Activity: Among the entries below, please repeat exactly and only the lines from the line containing "Target: framed painting" to the line containing "Target: stainless steel dishwasher", both lines included.

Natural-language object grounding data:
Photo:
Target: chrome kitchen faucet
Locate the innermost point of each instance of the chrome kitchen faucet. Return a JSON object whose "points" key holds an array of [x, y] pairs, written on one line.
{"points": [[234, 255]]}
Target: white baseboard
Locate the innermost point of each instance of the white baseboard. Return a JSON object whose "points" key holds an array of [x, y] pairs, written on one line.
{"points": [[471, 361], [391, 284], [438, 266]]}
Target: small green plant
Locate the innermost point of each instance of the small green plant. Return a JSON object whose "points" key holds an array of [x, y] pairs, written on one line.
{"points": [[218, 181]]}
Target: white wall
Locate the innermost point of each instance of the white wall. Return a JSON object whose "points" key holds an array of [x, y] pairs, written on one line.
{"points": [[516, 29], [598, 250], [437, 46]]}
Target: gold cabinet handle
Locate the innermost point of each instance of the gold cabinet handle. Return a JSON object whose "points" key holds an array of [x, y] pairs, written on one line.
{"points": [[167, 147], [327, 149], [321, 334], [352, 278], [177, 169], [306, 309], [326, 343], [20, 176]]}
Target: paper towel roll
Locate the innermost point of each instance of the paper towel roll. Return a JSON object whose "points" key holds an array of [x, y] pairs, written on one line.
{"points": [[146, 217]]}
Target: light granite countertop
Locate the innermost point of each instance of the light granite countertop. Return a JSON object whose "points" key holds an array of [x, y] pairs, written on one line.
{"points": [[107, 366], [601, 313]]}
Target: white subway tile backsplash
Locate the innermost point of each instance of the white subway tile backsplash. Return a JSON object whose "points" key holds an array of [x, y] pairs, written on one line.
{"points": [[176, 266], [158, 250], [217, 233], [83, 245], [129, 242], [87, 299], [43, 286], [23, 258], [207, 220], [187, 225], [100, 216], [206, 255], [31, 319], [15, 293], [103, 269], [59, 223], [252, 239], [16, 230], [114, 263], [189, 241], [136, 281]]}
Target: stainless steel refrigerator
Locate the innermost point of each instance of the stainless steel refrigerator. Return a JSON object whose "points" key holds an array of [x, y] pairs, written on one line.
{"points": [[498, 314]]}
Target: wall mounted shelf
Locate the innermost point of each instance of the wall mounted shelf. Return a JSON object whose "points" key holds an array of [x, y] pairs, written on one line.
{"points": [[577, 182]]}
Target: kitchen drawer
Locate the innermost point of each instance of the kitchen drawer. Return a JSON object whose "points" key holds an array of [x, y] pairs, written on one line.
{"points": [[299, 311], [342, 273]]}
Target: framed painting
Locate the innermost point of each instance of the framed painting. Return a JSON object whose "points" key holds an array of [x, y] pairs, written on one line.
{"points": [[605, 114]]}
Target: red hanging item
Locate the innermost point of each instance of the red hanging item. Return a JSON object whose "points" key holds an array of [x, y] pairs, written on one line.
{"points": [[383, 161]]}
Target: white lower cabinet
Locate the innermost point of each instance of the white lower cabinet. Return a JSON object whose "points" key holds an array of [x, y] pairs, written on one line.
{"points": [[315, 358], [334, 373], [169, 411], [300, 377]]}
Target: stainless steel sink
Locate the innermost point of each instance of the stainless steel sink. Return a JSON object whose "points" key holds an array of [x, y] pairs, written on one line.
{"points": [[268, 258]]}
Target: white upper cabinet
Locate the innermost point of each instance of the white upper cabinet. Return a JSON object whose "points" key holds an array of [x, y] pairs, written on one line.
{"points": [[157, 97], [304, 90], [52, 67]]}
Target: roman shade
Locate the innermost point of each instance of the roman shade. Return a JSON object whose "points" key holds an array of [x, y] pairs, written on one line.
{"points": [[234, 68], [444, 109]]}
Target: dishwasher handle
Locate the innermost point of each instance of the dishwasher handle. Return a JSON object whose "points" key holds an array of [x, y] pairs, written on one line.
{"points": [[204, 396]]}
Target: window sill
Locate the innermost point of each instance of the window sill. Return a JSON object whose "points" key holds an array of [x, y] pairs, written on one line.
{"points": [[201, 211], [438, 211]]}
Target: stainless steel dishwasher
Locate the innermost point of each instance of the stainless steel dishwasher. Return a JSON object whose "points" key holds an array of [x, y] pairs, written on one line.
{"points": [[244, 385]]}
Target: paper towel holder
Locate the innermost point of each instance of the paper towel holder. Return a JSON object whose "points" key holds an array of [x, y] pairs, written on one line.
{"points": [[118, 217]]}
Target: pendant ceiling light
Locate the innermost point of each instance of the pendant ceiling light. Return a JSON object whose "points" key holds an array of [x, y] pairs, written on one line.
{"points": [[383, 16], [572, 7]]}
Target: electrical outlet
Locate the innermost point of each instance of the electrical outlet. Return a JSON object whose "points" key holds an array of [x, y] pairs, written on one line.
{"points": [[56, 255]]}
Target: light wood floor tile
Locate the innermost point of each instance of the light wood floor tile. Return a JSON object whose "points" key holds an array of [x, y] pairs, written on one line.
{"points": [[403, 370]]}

Result of this exercise:
Target: framed painting
Locate the innermost point of each instance of the framed painting. Return a JSON object whose "points" key holds an array of [x, y] pairs, written on one line.
{"points": [[605, 114]]}
Target: red hanging item
Locate the innermost point of each instance of the red hanging item. Return a JSON object whose "points" key holds an array of [x, y] pairs, written on one line.
{"points": [[383, 161]]}
Target: white lower cabinet
Locate the innermost point of each instance of the white lower cabinet. Return a JSON object whose "points" key holds an array of [x, y] pairs, written on one line.
{"points": [[315, 358], [334, 373], [169, 411], [300, 377]]}
Target: stainless steel sink
Locate the innermost point of each instance of the stainless steel sink. Return a JSON object whose "points" key holds an array of [x, y] pairs, written on one line.
{"points": [[268, 258]]}
Target: white upper cabinet
Locate the innermost point of each instance of the white upper cabinet. Return a JSON object whose "points" key holds an array of [x, y] pairs, written on one line.
{"points": [[157, 97], [304, 90], [52, 67]]}
Target: roman shade
Locate the innermost point of each instance of the roman shade. Return a JSON object whose "points" key holds an array of [x, y] pairs, written on one line.
{"points": [[234, 68], [444, 109]]}
Target: dishwasher handle
Locate the innermost point of each instance of the dishwasher handle. Return a JSON object whose "points" key holds an array of [x, y] pairs, written on one line.
{"points": [[204, 396]]}
Target: window sill
Locate the innermost point of each instance of the window sill. Return a JSON object whose "points" key holds an array of [x, y] pairs, written on one line.
{"points": [[201, 211], [438, 211]]}
Target: stainless steel dishwasher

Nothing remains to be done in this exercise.